Assignment: Beneath this line is the data. Output exactly the lines from the line with "TARGET = shirt collar" to the line with "TASK = identify one point per instance of the pocket", both ends included, and nothing more.

Natural language region descriptions
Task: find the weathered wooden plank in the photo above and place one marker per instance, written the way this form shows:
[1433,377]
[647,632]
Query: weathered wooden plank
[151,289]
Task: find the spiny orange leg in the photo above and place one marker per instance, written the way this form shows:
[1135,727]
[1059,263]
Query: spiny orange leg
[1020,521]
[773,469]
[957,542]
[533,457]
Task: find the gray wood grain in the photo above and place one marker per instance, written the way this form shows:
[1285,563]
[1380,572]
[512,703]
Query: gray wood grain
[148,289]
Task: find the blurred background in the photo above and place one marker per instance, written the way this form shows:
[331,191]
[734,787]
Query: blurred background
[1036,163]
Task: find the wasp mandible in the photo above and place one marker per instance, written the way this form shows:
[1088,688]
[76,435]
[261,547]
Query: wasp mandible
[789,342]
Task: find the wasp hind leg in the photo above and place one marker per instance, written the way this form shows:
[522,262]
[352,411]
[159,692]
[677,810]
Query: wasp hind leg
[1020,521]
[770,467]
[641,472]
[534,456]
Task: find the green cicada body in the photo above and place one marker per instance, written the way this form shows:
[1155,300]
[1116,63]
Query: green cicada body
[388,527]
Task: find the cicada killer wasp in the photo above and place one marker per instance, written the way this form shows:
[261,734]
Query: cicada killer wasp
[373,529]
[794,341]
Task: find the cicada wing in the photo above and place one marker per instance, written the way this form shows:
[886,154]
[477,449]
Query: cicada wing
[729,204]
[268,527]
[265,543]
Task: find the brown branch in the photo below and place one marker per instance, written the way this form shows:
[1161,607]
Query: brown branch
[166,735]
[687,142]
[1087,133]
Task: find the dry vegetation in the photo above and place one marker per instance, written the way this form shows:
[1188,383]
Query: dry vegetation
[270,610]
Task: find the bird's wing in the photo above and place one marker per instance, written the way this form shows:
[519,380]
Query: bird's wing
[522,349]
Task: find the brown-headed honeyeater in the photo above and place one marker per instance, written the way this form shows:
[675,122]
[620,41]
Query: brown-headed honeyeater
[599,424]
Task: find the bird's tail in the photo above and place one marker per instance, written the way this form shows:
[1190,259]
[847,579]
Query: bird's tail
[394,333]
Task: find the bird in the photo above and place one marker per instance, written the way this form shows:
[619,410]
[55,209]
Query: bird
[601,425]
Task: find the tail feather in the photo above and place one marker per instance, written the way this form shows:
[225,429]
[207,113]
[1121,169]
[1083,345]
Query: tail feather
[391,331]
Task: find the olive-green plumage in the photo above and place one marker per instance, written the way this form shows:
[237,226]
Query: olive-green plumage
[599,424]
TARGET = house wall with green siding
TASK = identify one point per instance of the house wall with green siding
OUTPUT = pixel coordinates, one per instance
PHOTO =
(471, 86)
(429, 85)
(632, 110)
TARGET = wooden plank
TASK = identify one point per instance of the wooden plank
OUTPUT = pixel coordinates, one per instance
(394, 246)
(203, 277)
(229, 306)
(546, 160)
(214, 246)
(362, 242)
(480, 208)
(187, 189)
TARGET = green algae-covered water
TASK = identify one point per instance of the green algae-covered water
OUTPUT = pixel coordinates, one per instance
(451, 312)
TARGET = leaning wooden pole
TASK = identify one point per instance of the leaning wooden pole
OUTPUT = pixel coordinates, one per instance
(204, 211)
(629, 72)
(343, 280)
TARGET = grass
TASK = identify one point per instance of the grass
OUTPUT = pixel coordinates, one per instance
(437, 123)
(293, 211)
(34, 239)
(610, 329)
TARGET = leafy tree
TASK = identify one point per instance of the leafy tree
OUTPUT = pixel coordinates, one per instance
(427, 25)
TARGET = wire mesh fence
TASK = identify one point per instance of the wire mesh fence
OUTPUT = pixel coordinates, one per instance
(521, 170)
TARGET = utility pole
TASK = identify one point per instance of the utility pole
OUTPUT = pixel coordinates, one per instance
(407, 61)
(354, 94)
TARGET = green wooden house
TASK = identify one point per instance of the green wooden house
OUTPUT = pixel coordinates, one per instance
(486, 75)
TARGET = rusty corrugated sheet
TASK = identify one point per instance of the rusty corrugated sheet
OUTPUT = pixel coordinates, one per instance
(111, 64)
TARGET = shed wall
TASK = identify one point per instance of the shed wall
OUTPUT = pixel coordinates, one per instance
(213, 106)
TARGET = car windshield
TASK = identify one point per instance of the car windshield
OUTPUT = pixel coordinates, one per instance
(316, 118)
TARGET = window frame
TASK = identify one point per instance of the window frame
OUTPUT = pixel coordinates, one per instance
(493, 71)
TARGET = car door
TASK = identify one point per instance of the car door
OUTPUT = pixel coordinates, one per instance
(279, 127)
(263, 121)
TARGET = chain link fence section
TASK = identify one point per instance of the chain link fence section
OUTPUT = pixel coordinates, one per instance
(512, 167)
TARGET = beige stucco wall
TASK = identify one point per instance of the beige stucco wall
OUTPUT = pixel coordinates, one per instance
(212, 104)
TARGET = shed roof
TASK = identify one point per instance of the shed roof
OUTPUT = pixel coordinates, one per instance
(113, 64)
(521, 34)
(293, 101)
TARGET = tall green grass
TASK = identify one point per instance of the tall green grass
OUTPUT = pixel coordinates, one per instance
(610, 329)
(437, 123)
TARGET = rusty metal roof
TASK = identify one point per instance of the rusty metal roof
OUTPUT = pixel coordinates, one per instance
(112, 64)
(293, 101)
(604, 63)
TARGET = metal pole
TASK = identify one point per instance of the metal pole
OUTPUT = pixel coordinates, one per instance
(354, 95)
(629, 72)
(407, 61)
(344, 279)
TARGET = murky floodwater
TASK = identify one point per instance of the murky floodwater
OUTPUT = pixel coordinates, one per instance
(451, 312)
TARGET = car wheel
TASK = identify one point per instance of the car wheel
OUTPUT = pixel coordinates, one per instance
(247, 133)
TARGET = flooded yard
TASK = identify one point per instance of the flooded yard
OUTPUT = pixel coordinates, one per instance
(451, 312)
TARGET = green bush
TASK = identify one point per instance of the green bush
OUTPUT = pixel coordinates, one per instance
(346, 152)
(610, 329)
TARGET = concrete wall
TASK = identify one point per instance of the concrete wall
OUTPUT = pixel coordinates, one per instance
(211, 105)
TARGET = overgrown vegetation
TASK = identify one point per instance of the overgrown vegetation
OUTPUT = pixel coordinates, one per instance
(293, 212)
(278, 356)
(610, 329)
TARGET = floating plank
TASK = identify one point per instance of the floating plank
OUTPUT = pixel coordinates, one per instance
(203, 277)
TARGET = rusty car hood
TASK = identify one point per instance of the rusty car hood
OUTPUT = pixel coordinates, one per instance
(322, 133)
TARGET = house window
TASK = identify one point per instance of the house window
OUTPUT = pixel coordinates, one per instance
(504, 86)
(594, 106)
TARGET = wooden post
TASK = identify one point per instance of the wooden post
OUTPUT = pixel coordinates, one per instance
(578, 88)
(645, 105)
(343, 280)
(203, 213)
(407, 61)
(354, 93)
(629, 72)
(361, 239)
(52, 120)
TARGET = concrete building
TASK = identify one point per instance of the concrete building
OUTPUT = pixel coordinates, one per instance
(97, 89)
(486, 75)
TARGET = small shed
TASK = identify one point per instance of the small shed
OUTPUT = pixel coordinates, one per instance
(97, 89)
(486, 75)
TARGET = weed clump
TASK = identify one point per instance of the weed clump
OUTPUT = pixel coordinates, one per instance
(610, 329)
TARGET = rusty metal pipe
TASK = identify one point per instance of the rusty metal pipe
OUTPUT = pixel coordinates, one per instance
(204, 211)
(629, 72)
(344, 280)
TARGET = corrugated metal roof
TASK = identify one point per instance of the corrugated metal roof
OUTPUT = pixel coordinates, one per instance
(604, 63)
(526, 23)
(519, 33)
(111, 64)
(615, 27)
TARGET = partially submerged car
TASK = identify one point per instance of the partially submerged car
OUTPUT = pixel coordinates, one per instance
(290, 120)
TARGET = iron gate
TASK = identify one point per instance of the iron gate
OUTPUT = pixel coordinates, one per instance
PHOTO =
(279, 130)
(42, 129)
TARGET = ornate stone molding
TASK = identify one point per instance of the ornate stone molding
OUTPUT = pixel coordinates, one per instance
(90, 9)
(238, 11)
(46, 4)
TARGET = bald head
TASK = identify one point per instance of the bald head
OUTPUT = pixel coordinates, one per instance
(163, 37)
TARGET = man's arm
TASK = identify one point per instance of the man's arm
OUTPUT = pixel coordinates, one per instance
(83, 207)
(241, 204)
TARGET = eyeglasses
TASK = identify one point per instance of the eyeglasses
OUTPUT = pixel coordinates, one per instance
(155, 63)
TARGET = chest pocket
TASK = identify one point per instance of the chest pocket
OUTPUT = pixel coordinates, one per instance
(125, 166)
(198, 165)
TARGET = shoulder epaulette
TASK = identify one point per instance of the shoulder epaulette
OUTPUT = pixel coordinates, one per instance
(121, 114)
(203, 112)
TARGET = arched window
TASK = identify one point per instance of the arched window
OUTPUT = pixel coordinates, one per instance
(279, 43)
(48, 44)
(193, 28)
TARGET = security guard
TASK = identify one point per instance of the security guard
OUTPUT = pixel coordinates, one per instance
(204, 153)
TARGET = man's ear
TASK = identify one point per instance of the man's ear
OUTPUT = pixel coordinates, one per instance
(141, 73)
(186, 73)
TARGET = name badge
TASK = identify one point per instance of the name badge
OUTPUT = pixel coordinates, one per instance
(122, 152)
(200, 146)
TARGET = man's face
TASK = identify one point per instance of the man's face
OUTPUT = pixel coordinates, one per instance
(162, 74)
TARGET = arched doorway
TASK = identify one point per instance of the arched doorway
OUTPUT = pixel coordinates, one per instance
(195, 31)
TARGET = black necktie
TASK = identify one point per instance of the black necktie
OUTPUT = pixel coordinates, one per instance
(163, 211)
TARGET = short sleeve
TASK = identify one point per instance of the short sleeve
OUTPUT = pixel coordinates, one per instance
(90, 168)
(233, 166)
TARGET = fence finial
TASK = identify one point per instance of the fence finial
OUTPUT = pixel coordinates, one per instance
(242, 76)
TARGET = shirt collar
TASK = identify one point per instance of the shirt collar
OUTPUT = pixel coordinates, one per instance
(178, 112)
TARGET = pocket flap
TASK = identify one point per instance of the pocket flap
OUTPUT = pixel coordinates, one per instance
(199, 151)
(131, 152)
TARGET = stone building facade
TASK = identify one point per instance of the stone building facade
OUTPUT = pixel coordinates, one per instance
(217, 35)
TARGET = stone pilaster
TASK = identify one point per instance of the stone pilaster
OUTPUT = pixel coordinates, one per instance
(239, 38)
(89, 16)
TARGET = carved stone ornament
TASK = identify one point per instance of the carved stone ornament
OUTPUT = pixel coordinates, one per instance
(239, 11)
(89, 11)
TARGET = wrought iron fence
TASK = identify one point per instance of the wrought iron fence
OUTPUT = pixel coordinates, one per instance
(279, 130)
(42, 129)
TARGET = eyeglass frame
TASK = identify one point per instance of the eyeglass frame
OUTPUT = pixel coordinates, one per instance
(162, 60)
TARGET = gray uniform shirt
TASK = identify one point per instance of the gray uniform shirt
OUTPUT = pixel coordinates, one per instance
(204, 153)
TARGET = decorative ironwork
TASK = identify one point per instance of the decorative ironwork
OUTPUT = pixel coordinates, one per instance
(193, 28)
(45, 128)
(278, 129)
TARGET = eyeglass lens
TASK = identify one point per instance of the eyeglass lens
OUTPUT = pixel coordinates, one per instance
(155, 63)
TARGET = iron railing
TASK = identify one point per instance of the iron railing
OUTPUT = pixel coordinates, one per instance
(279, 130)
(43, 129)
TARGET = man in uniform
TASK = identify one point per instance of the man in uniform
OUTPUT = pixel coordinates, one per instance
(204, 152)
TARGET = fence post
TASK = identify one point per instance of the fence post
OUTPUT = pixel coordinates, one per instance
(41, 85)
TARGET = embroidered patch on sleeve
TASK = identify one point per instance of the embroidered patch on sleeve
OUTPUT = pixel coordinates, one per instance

Output for this exercise:
TARGET = shirt collar
TASK = identify one point per instance of the shirt collar
OUTPUT = pixel coordinates, one per instance
(178, 112)
TARGET = pocket flap
TASK = identify one point per instance of the pocket flap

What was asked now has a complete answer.